DATA TO USE:
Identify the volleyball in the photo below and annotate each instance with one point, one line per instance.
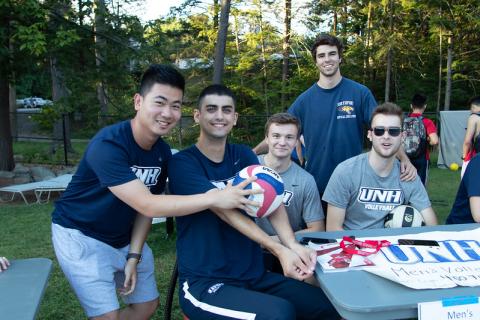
(454, 166)
(268, 180)
(404, 216)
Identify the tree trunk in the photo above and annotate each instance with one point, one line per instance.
(237, 42)
(59, 92)
(335, 21)
(215, 14)
(264, 58)
(100, 45)
(286, 51)
(388, 77)
(221, 43)
(366, 63)
(6, 148)
(440, 66)
(448, 84)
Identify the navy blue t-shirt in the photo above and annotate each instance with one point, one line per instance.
(469, 187)
(332, 125)
(112, 158)
(207, 247)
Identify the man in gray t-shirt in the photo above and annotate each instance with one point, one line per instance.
(301, 198)
(364, 189)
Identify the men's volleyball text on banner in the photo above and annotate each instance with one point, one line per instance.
(454, 262)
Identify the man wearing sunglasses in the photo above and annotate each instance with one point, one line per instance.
(364, 189)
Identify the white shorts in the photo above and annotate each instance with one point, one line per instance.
(95, 270)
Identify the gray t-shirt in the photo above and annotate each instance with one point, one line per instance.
(367, 197)
(300, 198)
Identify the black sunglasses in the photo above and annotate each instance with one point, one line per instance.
(392, 131)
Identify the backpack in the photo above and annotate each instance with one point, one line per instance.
(415, 142)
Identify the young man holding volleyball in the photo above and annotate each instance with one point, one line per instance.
(100, 223)
(364, 189)
(219, 255)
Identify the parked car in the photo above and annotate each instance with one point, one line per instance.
(33, 102)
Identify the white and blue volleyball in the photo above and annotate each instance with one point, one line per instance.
(404, 216)
(268, 180)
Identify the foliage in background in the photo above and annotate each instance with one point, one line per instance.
(253, 65)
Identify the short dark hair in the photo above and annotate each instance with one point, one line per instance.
(474, 101)
(329, 40)
(216, 89)
(419, 101)
(282, 118)
(162, 74)
(387, 108)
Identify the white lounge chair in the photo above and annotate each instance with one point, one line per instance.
(57, 184)
(39, 188)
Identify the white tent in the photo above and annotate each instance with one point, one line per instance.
(452, 131)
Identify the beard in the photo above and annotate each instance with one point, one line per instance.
(386, 154)
(329, 73)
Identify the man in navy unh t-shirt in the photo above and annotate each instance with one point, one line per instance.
(220, 262)
(97, 234)
(333, 113)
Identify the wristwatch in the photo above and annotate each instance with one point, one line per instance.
(137, 256)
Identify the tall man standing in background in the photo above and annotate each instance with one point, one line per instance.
(333, 113)
(418, 106)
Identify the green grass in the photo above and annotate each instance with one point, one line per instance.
(25, 233)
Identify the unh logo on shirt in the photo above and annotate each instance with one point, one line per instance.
(380, 199)
(148, 175)
(345, 110)
(287, 198)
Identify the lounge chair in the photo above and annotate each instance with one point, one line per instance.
(57, 184)
(39, 188)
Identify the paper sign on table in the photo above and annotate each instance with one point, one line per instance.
(458, 308)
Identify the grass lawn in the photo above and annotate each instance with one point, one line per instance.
(25, 233)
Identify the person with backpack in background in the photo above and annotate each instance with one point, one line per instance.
(471, 143)
(418, 132)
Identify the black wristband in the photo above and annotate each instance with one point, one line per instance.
(137, 256)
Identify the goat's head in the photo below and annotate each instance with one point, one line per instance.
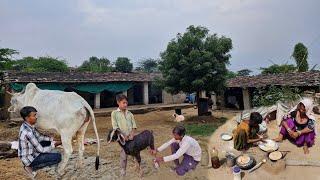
(116, 135)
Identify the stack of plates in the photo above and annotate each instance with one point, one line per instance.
(269, 145)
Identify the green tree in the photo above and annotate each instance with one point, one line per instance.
(244, 72)
(231, 74)
(95, 64)
(123, 64)
(277, 69)
(300, 54)
(195, 61)
(6, 60)
(148, 65)
(41, 64)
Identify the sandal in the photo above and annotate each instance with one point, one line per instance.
(30, 173)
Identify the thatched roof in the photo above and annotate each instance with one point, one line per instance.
(288, 79)
(75, 77)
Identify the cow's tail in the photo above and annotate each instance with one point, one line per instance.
(89, 109)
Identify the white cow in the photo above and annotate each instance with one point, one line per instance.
(66, 112)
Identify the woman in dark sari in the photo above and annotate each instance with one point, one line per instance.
(299, 126)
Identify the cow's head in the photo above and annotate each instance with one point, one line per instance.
(21, 99)
(116, 135)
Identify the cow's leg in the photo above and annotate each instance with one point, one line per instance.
(67, 146)
(138, 167)
(80, 140)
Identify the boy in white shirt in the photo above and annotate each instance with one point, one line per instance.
(181, 145)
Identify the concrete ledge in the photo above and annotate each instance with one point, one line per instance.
(142, 109)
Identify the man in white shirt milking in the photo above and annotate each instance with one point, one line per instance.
(181, 145)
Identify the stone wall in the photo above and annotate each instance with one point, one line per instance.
(168, 98)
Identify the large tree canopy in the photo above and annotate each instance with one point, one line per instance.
(123, 64)
(244, 72)
(6, 60)
(148, 65)
(95, 64)
(276, 69)
(300, 54)
(41, 64)
(195, 61)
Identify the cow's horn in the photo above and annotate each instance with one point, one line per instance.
(10, 93)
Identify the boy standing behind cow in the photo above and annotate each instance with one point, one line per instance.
(123, 120)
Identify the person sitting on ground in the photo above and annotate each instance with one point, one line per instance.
(123, 120)
(246, 132)
(34, 148)
(299, 126)
(181, 145)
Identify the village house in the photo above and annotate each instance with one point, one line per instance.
(99, 89)
(239, 92)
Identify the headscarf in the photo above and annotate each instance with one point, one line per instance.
(308, 104)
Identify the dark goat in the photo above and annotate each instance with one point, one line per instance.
(133, 147)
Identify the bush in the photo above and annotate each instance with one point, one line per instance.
(271, 95)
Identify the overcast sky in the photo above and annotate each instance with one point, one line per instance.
(262, 31)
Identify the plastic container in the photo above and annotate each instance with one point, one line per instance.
(236, 173)
(156, 164)
(215, 162)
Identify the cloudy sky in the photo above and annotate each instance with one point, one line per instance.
(262, 31)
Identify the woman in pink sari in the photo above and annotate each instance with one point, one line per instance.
(299, 125)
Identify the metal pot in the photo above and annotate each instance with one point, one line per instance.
(230, 160)
(246, 166)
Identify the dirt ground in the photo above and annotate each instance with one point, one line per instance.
(160, 122)
(269, 170)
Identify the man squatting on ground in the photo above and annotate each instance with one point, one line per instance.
(34, 148)
(181, 145)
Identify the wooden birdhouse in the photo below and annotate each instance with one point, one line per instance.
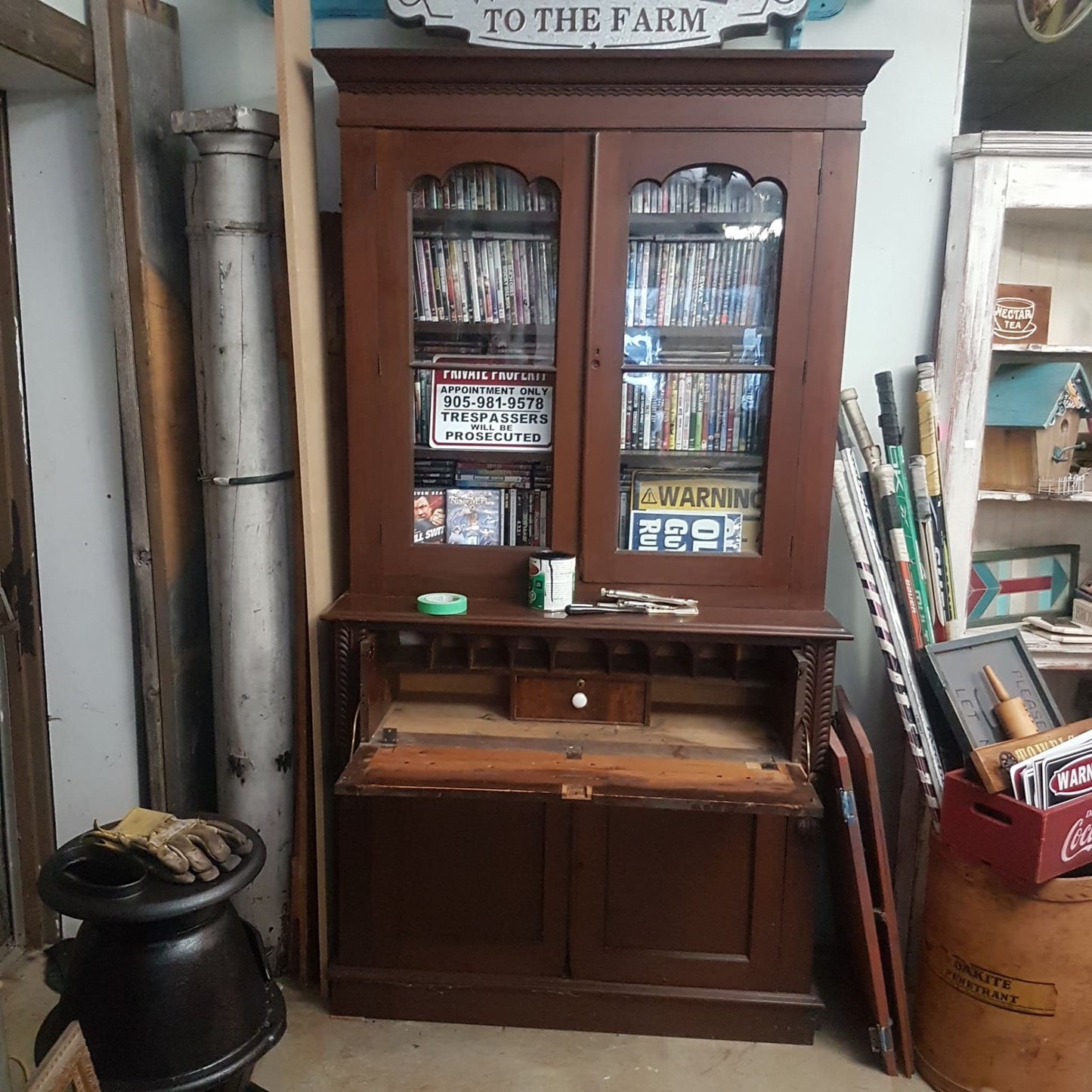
(1033, 414)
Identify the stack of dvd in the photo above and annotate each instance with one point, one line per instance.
(694, 411)
(486, 188)
(496, 277)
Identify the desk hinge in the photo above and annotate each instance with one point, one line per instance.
(576, 792)
(881, 1038)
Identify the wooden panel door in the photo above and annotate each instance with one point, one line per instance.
(453, 885)
(481, 245)
(700, 284)
(688, 898)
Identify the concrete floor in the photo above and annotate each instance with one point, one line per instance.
(319, 1054)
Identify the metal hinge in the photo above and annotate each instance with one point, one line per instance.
(881, 1038)
(576, 792)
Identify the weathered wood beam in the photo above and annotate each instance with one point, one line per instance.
(140, 83)
(46, 36)
(296, 102)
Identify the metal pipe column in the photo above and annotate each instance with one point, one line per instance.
(246, 471)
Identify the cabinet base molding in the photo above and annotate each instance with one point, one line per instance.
(574, 1005)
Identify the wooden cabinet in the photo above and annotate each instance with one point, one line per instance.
(593, 304)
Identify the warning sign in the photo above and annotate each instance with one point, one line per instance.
(491, 410)
(993, 988)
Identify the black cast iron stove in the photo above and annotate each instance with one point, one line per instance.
(169, 985)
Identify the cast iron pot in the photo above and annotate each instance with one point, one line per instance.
(169, 985)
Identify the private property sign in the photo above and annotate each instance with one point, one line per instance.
(613, 24)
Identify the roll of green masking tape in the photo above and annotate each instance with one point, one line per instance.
(441, 603)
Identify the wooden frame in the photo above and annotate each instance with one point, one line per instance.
(42, 34)
(314, 411)
(994, 174)
(67, 1067)
(31, 771)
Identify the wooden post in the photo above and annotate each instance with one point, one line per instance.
(296, 104)
(137, 49)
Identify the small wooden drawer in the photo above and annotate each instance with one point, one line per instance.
(589, 698)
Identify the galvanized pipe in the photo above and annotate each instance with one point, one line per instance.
(246, 470)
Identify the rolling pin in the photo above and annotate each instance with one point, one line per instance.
(1010, 712)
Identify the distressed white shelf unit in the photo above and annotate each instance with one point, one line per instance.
(1021, 213)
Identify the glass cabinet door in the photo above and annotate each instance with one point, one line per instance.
(694, 343)
(473, 341)
(485, 248)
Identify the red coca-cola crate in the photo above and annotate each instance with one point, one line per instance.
(1019, 841)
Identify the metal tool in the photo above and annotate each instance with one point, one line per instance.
(654, 604)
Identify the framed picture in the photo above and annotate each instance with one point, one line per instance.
(1009, 584)
(956, 676)
(1050, 20)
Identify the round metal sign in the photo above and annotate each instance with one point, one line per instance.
(1050, 20)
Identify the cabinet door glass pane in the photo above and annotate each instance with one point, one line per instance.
(701, 302)
(484, 311)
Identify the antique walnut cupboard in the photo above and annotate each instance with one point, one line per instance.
(596, 302)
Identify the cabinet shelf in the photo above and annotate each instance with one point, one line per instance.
(1048, 350)
(493, 220)
(518, 363)
(694, 366)
(716, 460)
(645, 222)
(449, 326)
(478, 456)
(1021, 497)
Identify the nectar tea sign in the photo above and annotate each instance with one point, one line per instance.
(611, 24)
(1021, 314)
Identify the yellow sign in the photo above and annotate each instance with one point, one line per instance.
(993, 988)
(704, 493)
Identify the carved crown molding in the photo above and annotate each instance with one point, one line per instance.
(599, 88)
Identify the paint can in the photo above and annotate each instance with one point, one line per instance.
(552, 580)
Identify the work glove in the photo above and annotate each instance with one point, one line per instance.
(176, 849)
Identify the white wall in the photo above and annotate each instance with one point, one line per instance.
(74, 9)
(76, 456)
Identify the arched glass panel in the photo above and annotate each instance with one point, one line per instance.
(701, 308)
(485, 258)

TASK DIRECTIONS: Only the lines from the one containing "Identify the nectar" to the end of the data should be printed, exactly as they stand.

FULL RESPONSE:
Identify the nectar tea sign in the photo above and annotate each instance with one point, one line per instance.
(611, 24)
(1021, 314)
Identify the yellow sign in the photo above and annotate each instance with one point, one line per instance.
(993, 988)
(704, 493)
Identify the carved crown molding in the photo above and annotate each instance with one point, one line per instance.
(599, 88)
Identify the paint can in the photo above and annotate each instance with one point, one line per instance.
(552, 580)
Identify the work glove in the photo above and annotate each instance with one point, one line per instance.
(176, 849)
Identify the white wall in the photo above and annotate each instance with one point, one line per instance.
(74, 9)
(76, 456)
Identify the arched glass panel in the photo above and annotate each instance with one point, one line per instance.
(701, 308)
(485, 258)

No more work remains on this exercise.